◆ GIVEN PASSAGE:
◇ ◇ ◇

My DEAR MRS. PARSONS: I have read your "Life of Albert R. Parsons" with an interest that increased from the beginning to the end of the volume. It has corrected some false impressions that I had in regard to Mr. Parsons' supposed responsibility for the throwing of that fatal bomb. I had never thought that that occurrence was the result of an actual conspiracy on the part of those who called the Haymarket meeting, deliberately planned as a part of the demonstration should circumstance favor it but I confess that I did think until the reading of this book that it was a natural consequence of your husband's teachings. I am glad to acknowledge that I now believe I was mistaken. At a public meeting in Minneapolis, on November 11th last, I thought it my duty to protest against a resolution denouncing the execution of your husband and his fellow-sufferers as a "judicial murder:' Should such a resolution be again offered in my presence you may depend that I shall not make the same mistake, but shall, instead, give it my support. It seems to me that every one with the same prejudices that I had, who reads your book, must reach the same conclusion, and on this account, if for no other reason, I earnestly hope that it will be widely read by all persons who are honest enough to wish to be just. But, although I have erroneously thought Albert R. Parsons criminally responsible for public utterances calculated and intended to incite to deeds of violence simple-minded men engaged in strikes and thereby already excited by their sufferings and wrongs, I have never doubted his honesty of purpose or his loyalty to his own convictions of duty. Therefore I have revered him as a martyr; and his voluntary surrender in order to share the fate of his comrades, his dignified conduct during the memorable trial, and the sublime heroism of his death, place him, in my mind, among the noblest of that highest aristocracy of human nature-the "noble army of martyrs." This is irrespective altogether of the rightfulness or wrongfulness of the cause for which he died. His children need never be ashamed of their father's life, and they ought to be proud of his glorious death. And as for you, his wife, his companion, and comrade, I do not wonder at your devotion to his memory and to the cause he so earnestly and ably espoused.

◇ ◇ ◇

◆ EXTRACTED DATA:
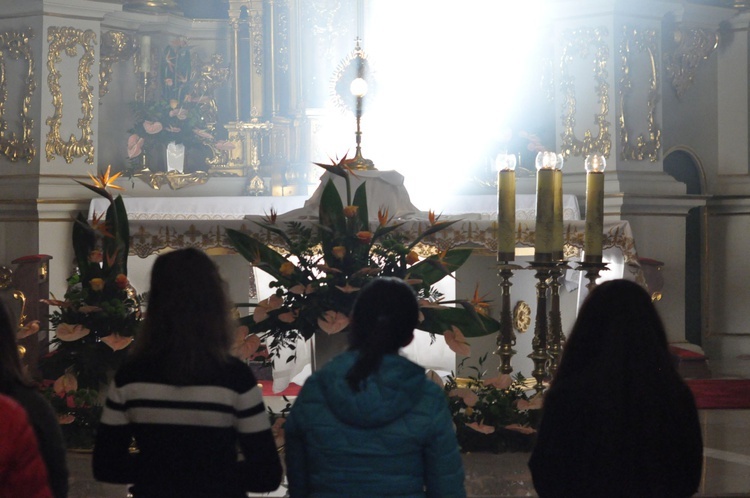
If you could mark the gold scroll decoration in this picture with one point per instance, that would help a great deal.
(66, 39)
(635, 46)
(16, 45)
(688, 49)
(586, 44)
(116, 46)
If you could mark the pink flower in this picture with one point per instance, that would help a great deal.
(288, 316)
(225, 145)
(520, 428)
(64, 384)
(65, 419)
(277, 429)
(135, 146)
(456, 341)
(484, 429)
(152, 127)
(468, 396)
(89, 309)
(333, 322)
(535, 403)
(302, 290)
(66, 332)
(245, 344)
(116, 341)
(434, 377)
(180, 113)
(503, 381)
(203, 134)
(261, 311)
(27, 330)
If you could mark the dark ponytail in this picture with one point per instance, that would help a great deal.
(384, 316)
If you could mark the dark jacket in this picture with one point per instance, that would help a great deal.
(395, 437)
(590, 446)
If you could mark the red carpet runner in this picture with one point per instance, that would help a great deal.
(267, 385)
(720, 393)
(710, 394)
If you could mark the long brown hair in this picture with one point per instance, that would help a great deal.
(11, 370)
(384, 316)
(187, 328)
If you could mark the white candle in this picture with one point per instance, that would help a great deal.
(506, 207)
(557, 218)
(145, 53)
(545, 206)
(594, 234)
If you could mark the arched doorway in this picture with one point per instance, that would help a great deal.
(684, 167)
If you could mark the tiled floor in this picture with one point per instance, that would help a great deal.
(726, 470)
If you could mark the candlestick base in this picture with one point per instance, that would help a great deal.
(539, 354)
(506, 339)
(592, 270)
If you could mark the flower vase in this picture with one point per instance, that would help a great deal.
(326, 346)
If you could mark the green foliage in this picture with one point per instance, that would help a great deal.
(319, 271)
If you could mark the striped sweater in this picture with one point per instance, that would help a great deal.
(187, 436)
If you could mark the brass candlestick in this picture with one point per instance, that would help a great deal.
(556, 335)
(539, 354)
(592, 270)
(506, 339)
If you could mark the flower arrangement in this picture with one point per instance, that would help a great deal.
(185, 113)
(322, 267)
(96, 321)
(493, 414)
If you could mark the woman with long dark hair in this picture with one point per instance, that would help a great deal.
(16, 384)
(370, 423)
(618, 420)
(183, 399)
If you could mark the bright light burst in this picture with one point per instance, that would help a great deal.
(448, 79)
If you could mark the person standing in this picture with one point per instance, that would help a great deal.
(183, 399)
(22, 470)
(15, 383)
(618, 421)
(370, 423)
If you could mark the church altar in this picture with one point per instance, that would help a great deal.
(159, 224)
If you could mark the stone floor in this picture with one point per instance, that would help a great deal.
(726, 470)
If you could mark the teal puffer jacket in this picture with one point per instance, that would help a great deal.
(395, 437)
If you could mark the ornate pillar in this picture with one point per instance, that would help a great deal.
(609, 73)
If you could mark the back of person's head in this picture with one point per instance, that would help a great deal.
(187, 327)
(383, 319)
(11, 371)
(618, 334)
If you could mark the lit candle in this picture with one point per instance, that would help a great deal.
(145, 53)
(594, 235)
(545, 205)
(557, 212)
(506, 206)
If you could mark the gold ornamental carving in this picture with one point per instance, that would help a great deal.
(67, 40)
(691, 46)
(117, 46)
(17, 145)
(638, 44)
(521, 316)
(585, 44)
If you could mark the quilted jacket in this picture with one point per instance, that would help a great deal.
(393, 438)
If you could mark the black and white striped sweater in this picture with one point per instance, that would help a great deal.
(187, 436)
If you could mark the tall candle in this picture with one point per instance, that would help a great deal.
(594, 234)
(145, 54)
(506, 208)
(557, 221)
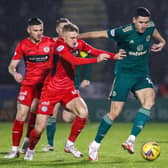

◇ ◇ ◇

List every act or quality of Albert R. Parsons that the letter to Mrs. Parsons says places him among the "noble army of martyrs." The entries are separate material and have no connection to the letter.

◆ SOLUTION TO THIS PROBLEM:
- His voluntary surrender in order to share the fate of his comrades
- His dignified conduct during the memorable trial
- The sublime heroism of his death